Search the records for "below". Report every line where it occurs.

Records from a data collection:

------------------------------------------------

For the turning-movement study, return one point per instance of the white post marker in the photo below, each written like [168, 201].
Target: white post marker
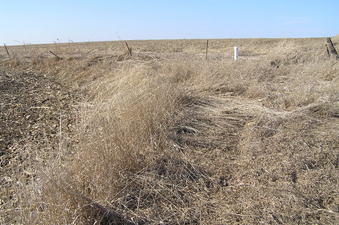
[236, 52]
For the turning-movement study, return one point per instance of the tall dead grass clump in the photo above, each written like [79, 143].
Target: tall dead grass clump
[121, 130]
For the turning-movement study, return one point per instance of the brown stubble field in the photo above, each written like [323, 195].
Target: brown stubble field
[167, 137]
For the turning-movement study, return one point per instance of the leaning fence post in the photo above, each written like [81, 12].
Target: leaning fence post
[236, 52]
[330, 48]
[206, 49]
[7, 51]
[129, 49]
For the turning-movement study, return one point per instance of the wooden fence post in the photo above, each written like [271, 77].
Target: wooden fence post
[206, 49]
[129, 49]
[330, 48]
[7, 51]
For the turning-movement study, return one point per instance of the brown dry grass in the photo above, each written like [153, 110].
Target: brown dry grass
[166, 137]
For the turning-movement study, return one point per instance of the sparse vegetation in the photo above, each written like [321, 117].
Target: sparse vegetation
[167, 137]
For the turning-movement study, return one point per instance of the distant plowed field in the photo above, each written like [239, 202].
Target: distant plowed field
[169, 133]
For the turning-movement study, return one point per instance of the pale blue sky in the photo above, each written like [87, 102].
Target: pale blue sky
[42, 21]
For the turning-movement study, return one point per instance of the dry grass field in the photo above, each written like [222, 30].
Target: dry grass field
[165, 136]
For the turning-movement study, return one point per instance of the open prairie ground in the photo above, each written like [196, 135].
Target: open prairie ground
[95, 135]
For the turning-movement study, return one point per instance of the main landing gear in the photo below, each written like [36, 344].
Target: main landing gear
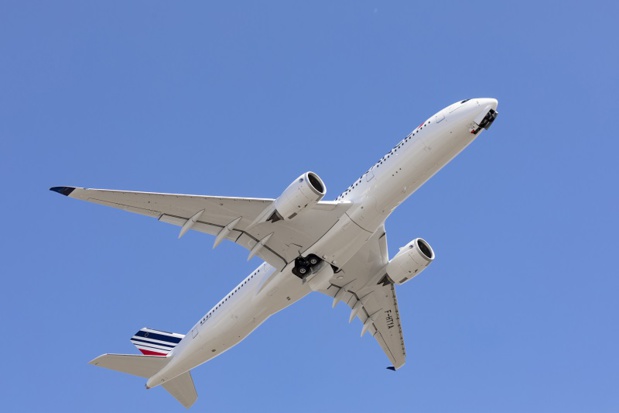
[304, 266]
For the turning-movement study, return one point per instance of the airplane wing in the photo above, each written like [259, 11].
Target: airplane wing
[362, 284]
[236, 219]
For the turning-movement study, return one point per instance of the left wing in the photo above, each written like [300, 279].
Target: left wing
[237, 219]
[362, 284]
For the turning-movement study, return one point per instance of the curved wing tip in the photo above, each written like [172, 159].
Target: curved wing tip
[63, 190]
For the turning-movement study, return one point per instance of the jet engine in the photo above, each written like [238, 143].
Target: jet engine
[412, 259]
[303, 192]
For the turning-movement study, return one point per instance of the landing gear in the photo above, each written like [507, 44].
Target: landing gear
[304, 266]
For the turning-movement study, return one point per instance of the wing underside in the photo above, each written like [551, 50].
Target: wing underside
[362, 285]
[235, 219]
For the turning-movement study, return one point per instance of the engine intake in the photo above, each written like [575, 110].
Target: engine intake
[412, 259]
[305, 191]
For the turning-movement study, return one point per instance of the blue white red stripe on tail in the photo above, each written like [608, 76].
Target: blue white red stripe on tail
[154, 342]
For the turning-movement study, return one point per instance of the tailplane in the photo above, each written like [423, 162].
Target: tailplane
[181, 387]
[137, 365]
[155, 346]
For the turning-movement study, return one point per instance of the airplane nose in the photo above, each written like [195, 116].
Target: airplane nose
[488, 114]
[484, 102]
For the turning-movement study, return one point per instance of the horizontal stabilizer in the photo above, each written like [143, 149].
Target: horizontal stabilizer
[154, 342]
[137, 365]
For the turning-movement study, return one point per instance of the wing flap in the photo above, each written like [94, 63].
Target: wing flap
[286, 239]
[373, 301]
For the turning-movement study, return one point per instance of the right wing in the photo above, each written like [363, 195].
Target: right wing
[236, 219]
[363, 286]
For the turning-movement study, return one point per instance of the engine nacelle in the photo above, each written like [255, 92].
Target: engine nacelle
[303, 192]
[412, 259]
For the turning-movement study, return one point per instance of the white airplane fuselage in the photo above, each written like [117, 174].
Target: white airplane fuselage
[373, 197]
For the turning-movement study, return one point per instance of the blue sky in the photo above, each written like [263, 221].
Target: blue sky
[518, 312]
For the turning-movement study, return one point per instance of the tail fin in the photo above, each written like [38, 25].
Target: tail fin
[154, 342]
[181, 387]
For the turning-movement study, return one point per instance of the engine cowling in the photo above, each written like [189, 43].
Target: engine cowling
[412, 259]
[305, 191]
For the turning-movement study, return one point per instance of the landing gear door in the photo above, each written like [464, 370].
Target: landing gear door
[369, 175]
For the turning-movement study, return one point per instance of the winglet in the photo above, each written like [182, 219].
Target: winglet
[63, 190]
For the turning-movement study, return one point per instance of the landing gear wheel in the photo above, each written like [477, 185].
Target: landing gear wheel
[313, 259]
[301, 267]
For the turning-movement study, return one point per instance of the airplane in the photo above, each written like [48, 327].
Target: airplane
[338, 248]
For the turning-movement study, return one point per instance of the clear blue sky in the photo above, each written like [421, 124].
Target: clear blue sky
[518, 313]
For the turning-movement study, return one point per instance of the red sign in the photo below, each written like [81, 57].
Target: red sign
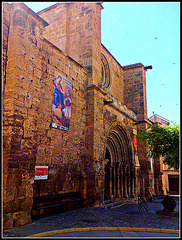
[41, 172]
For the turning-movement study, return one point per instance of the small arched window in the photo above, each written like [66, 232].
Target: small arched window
[105, 73]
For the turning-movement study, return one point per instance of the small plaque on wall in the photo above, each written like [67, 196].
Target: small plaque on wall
[41, 172]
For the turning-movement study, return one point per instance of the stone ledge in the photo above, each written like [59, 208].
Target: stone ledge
[166, 213]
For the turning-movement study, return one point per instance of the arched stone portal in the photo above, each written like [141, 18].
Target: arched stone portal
[120, 168]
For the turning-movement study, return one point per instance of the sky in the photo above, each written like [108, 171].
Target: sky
[145, 32]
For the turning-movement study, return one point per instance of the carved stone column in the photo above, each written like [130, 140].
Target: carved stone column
[125, 182]
[111, 176]
[121, 181]
[128, 181]
[132, 181]
[118, 180]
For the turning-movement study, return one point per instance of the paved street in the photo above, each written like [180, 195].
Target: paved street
[122, 222]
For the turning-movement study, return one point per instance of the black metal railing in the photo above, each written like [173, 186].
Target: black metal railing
[142, 204]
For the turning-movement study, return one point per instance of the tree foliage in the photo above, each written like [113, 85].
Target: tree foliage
[163, 141]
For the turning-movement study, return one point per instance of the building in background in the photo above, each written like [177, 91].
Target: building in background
[169, 177]
[71, 112]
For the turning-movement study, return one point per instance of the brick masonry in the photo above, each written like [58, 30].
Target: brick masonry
[64, 39]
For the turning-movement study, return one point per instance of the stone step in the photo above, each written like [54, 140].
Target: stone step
[110, 204]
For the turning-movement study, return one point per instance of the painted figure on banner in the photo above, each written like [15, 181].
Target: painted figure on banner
[61, 104]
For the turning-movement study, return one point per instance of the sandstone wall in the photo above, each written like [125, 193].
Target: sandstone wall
[28, 138]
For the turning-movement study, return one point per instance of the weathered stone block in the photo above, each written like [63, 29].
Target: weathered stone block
[21, 218]
[7, 221]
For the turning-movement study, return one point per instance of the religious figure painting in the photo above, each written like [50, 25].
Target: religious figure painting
[61, 104]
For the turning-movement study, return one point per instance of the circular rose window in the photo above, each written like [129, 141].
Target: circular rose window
[105, 73]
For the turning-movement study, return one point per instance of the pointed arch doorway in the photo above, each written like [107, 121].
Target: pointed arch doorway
[120, 168]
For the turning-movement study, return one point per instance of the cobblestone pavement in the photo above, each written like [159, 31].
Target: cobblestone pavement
[125, 216]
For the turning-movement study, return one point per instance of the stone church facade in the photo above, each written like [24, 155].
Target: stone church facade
[99, 154]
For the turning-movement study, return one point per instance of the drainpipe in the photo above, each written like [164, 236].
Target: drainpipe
[153, 118]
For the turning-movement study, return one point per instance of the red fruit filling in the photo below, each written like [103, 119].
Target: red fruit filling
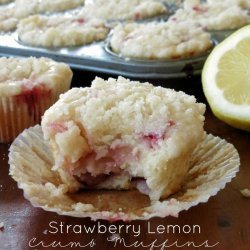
[200, 9]
[57, 127]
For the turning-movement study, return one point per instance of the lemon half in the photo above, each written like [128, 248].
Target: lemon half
[226, 79]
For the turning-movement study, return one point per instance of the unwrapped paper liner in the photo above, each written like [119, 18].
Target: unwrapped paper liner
[214, 163]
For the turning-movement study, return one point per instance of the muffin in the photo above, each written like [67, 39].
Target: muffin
[59, 31]
[160, 40]
[123, 9]
[5, 1]
[24, 8]
[28, 86]
[8, 21]
[123, 135]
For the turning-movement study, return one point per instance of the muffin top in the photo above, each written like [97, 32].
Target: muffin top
[123, 9]
[160, 40]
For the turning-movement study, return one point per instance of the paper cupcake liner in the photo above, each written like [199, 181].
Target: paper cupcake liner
[23, 111]
[214, 163]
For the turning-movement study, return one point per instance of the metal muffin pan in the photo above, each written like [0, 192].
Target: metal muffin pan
[98, 57]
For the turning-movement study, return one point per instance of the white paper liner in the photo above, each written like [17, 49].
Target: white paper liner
[214, 163]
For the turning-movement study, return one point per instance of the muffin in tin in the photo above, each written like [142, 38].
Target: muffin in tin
[212, 15]
[159, 40]
[140, 137]
[10, 15]
[123, 9]
[28, 86]
[60, 31]
[24, 8]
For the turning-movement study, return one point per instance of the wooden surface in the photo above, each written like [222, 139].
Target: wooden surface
[224, 220]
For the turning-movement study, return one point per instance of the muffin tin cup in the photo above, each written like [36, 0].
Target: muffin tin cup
[214, 163]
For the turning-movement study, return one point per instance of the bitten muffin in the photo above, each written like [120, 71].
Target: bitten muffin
[58, 31]
[119, 134]
[28, 86]
[160, 40]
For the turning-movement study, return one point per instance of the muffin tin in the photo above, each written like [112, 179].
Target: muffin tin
[98, 57]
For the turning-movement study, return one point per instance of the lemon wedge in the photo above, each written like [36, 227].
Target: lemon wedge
[226, 79]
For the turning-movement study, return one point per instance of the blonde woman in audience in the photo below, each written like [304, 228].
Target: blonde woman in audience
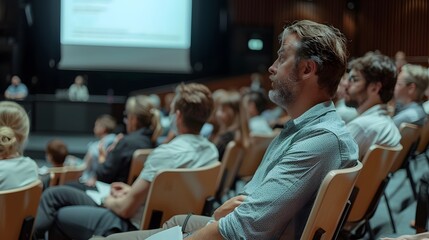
[410, 86]
[15, 169]
[227, 118]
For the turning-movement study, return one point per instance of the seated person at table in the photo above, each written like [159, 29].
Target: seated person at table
[68, 213]
[78, 90]
[16, 90]
[57, 156]
[15, 169]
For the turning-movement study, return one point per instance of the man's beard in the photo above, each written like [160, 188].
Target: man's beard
[351, 103]
[284, 93]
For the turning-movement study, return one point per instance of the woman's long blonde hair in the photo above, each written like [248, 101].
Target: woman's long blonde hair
[147, 115]
[14, 129]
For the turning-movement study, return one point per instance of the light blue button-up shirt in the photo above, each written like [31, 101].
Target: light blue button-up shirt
[282, 191]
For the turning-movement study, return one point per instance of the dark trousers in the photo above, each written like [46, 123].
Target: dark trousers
[68, 213]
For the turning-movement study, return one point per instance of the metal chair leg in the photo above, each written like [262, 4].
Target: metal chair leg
[392, 221]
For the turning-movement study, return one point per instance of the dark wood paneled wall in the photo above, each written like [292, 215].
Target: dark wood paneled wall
[384, 25]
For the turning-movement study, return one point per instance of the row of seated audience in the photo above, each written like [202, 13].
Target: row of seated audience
[19, 91]
[290, 173]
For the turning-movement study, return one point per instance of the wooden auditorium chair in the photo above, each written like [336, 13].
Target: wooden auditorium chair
[179, 191]
[62, 175]
[137, 163]
[18, 208]
[330, 204]
[370, 184]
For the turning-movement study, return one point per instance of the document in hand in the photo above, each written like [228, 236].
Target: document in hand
[103, 190]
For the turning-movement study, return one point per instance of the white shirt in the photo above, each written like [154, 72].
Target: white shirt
[17, 172]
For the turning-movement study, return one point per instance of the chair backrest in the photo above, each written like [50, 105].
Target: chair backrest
[137, 163]
[18, 208]
[230, 163]
[179, 191]
[62, 175]
[253, 153]
[409, 135]
[330, 202]
[376, 166]
[424, 138]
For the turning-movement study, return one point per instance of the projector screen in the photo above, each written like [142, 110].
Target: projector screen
[126, 35]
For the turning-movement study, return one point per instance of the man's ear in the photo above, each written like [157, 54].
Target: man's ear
[308, 68]
[375, 87]
[412, 88]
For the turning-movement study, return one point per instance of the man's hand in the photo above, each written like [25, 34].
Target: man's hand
[228, 207]
[119, 189]
[91, 182]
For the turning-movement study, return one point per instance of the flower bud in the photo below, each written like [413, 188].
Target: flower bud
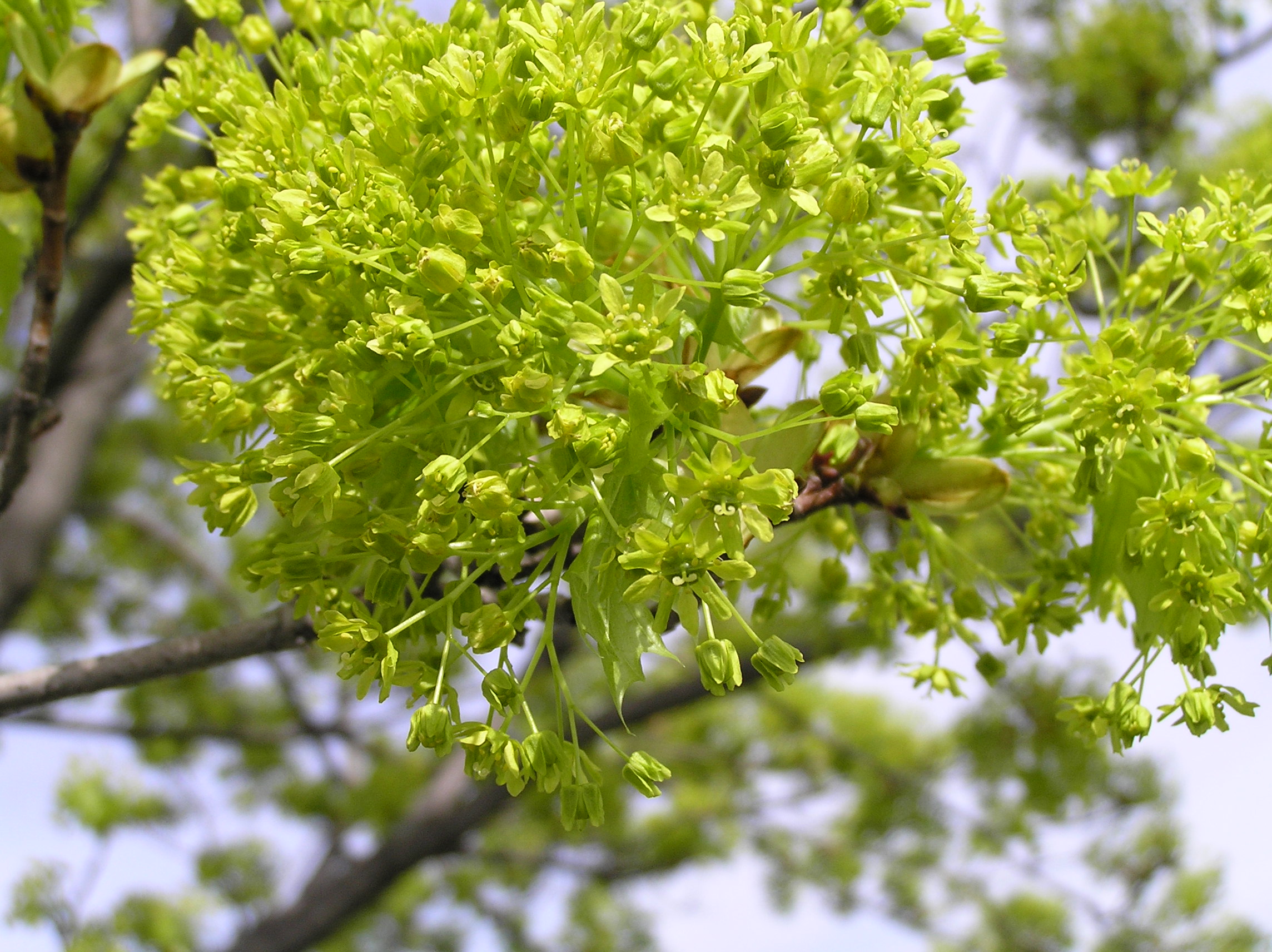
[569, 261]
[778, 662]
[845, 393]
[431, 727]
[985, 293]
[947, 41]
[983, 68]
[255, 33]
[458, 228]
[645, 773]
[545, 759]
[774, 171]
[582, 805]
[665, 80]
[779, 126]
[467, 14]
[1252, 271]
[872, 107]
[442, 269]
[847, 200]
[877, 418]
[442, 478]
[743, 288]
[488, 495]
[501, 690]
[647, 28]
[719, 666]
[486, 629]
[1196, 456]
[882, 17]
[1010, 340]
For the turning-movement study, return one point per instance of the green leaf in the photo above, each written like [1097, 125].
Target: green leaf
[622, 632]
[1136, 475]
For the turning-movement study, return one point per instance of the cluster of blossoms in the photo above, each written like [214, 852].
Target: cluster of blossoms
[479, 306]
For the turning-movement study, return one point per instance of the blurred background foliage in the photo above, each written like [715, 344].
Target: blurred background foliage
[996, 832]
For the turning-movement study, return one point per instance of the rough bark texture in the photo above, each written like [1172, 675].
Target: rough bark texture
[107, 366]
[275, 632]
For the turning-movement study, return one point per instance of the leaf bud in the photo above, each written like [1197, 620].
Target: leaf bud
[882, 17]
[847, 200]
[458, 228]
[955, 485]
[665, 80]
[778, 662]
[877, 418]
[582, 805]
[774, 171]
[442, 478]
[431, 727]
[845, 393]
[569, 261]
[501, 690]
[255, 33]
[1195, 456]
[1252, 271]
[983, 68]
[486, 629]
[779, 126]
[442, 269]
[1010, 340]
[645, 773]
[743, 288]
[488, 495]
[719, 666]
[940, 43]
[647, 28]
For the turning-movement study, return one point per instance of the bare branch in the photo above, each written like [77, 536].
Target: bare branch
[275, 632]
[100, 372]
[237, 733]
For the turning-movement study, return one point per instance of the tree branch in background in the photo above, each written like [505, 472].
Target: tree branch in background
[275, 632]
[451, 809]
[92, 373]
[28, 393]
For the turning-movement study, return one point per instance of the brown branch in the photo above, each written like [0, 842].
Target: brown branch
[238, 733]
[275, 632]
[101, 368]
[451, 809]
[29, 391]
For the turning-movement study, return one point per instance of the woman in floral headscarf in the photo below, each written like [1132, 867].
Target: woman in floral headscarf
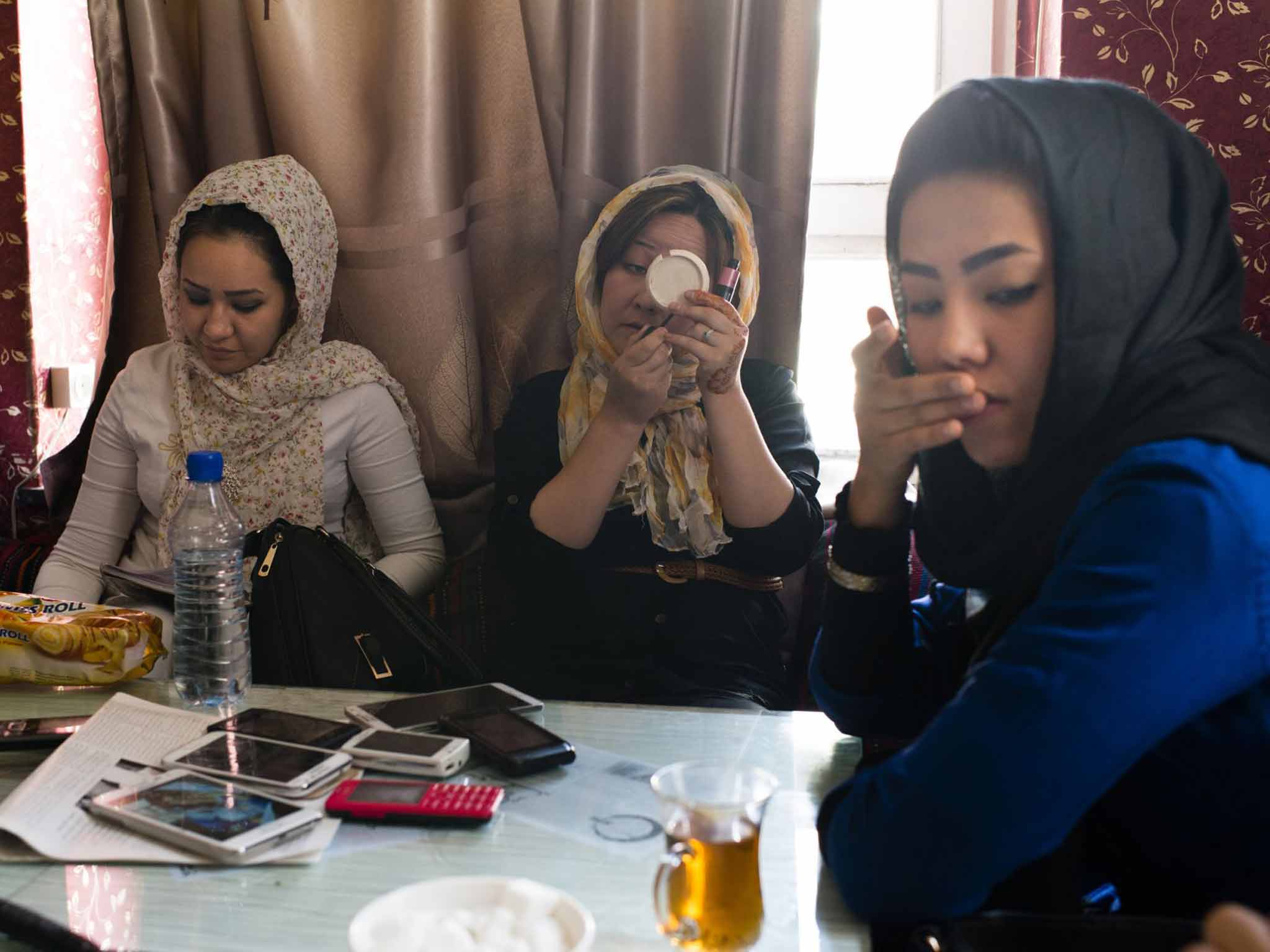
[652, 495]
[315, 433]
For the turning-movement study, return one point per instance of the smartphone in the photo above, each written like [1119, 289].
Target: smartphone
[409, 803]
[427, 710]
[202, 815]
[287, 728]
[246, 759]
[511, 743]
[426, 754]
[38, 731]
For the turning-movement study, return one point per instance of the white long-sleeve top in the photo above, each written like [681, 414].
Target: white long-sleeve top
[135, 447]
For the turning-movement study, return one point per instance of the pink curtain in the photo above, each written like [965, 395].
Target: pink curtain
[17, 416]
[1207, 63]
[70, 249]
[1026, 37]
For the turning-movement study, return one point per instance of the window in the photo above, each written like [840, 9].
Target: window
[882, 64]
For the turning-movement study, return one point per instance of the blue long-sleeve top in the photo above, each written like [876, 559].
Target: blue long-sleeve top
[1135, 689]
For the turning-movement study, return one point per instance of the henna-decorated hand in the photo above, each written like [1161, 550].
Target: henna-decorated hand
[717, 339]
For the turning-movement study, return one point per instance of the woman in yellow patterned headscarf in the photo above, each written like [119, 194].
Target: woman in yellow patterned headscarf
[660, 457]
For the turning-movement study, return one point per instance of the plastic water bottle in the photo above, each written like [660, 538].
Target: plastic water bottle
[213, 656]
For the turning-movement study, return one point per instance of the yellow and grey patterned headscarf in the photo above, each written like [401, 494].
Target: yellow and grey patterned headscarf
[668, 478]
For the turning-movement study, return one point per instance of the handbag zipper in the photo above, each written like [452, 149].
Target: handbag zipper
[267, 563]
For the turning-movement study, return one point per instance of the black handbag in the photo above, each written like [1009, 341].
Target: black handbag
[324, 617]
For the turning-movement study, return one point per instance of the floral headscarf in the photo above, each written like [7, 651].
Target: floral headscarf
[266, 419]
[668, 478]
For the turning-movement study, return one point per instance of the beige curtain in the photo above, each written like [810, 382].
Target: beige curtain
[466, 146]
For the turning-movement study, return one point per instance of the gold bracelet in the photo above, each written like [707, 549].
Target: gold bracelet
[855, 582]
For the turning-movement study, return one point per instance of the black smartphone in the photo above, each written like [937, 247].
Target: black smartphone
[38, 731]
[510, 742]
[290, 728]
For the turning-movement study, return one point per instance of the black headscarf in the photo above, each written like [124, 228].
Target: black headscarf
[1148, 343]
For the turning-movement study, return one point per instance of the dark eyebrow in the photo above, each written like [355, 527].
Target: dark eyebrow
[228, 294]
[982, 259]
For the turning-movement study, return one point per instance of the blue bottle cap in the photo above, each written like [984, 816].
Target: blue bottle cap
[205, 466]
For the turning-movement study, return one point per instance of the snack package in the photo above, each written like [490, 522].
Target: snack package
[46, 641]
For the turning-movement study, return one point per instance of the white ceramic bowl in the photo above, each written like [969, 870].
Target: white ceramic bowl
[378, 924]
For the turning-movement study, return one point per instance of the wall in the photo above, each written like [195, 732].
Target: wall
[1207, 63]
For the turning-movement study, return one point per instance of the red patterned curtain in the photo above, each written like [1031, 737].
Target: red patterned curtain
[17, 418]
[1208, 64]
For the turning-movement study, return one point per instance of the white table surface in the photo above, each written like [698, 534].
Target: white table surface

------------------------------------------------

[ANSWER FOR THIS EXERCISE]
For the turning-movement study, return one point per instance of the white post marker in the photo below, each written like [168, 201].
For the turning-movement study, return one point per instance of the main landing gear in the photo below, each written like [36, 344].
For the turning-movement study, return one point per instance of the red sign in the photo below, each written like [81, 57].
For the turning-movement study, return one point per instance of the red fruit filling in the photo below, each written like [103, 119].
For the turning-movement study, return one point per instance of the blonde woman in audience in the photo below, each written like [304, 228].
For the turning-movement study, return one point per instance of the flower bud in the photo below, each written like [413, 188].
For the turning-movement study, return one point per instance of the woman in floral headscarf in the photo below, each written like [1132, 867].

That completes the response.